INSTRUCTIONS FOR THE TASK: Report every line from the following entries that contains the string "instance".
────
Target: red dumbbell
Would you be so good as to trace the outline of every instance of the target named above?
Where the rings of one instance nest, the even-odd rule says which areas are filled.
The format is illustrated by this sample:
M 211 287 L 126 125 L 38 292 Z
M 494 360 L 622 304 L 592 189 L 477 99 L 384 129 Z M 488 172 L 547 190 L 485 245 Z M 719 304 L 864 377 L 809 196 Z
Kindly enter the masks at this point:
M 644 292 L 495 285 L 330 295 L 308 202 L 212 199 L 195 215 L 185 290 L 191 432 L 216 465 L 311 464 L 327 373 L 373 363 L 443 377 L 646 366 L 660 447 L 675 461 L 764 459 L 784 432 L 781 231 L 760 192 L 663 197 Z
────
THE COMPLETED TASK:
Would you be so good as to trace the outline of every instance of the target named above?
Where the rings of one instance nest, the even-odd rule says which areas are filled.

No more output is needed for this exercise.